● EXERCISE
Reproduce verbatim the lines of the records below, starting at the line containing "Analyze the image above for the dirt patch." and continuing through the end of the records, both ends included.

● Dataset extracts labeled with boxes
----------------------------------------

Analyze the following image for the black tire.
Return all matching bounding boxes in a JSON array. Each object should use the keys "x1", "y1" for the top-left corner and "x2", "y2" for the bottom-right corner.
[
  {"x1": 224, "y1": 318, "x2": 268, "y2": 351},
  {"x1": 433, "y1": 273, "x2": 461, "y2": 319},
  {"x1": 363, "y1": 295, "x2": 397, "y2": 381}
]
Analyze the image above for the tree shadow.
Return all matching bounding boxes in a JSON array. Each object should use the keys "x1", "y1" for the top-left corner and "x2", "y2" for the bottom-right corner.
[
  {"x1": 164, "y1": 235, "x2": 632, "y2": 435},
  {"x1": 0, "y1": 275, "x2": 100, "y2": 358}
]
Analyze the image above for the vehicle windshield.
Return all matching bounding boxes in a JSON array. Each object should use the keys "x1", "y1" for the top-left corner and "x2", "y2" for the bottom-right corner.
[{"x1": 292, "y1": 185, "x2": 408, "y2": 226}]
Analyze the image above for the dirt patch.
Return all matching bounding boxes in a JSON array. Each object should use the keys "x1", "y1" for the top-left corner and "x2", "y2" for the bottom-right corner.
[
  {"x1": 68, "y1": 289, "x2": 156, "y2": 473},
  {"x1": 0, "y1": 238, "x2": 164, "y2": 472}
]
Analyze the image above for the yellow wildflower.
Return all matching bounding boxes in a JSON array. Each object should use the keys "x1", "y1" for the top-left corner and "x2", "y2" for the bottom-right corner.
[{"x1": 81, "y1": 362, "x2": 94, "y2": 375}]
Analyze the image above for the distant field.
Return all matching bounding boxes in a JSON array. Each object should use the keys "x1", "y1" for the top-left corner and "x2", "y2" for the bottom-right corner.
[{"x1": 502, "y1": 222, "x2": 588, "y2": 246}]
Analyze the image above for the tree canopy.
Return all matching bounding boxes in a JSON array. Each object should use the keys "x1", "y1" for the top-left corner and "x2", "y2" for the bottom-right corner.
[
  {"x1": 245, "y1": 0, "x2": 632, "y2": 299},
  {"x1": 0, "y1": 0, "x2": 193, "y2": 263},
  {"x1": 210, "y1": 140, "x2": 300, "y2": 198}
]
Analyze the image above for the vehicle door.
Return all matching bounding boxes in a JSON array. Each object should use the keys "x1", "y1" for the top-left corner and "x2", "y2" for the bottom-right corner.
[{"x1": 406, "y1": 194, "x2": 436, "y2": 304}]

----------------------------------------

● ANSWER TO THE TASK
Analyze the image above for the dirt patch.
Return all matching bounding boxes in a JSON array. Each object should use the keys "x1", "y1" for the top-left corner and "x2", "y2" for the bottom-right corner.
[
  {"x1": 68, "y1": 289, "x2": 156, "y2": 473},
  {"x1": 0, "y1": 238, "x2": 164, "y2": 472}
]
Analyze the image above for the yellow wildflower.
Return all matching bounding boxes in a JSON array. Each object should use the keys "x1", "y1" for the top-left corner and "x2", "y2" for the bottom-right corner.
[{"x1": 81, "y1": 362, "x2": 94, "y2": 375}]
Analyze the image above for the distant field.
Return all matching bounding boxes in a JSON array. Each object should use the keys "x1", "y1" for the top-left corner and "x2", "y2" for the bottom-right corner.
[{"x1": 502, "y1": 222, "x2": 588, "y2": 246}]
Analyze the image above for the tree canopy.
Return all matching bounding boxes in a JSON array. Each object should use the keys "x1", "y1" for the top-left corner and "x2", "y2" for the bottom-right corner.
[
  {"x1": 245, "y1": 0, "x2": 632, "y2": 299},
  {"x1": 0, "y1": 0, "x2": 193, "y2": 263},
  {"x1": 210, "y1": 140, "x2": 300, "y2": 198}
]
Analyze the image above for the vehicle door.
Return all matching bounding boxes in a JSON array. Each object should use the keys "x1", "y1" for the top-left corner and "x2", "y2" for the bottom-right corner.
[{"x1": 406, "y1": 194, "x2": 436, "y2": 304}]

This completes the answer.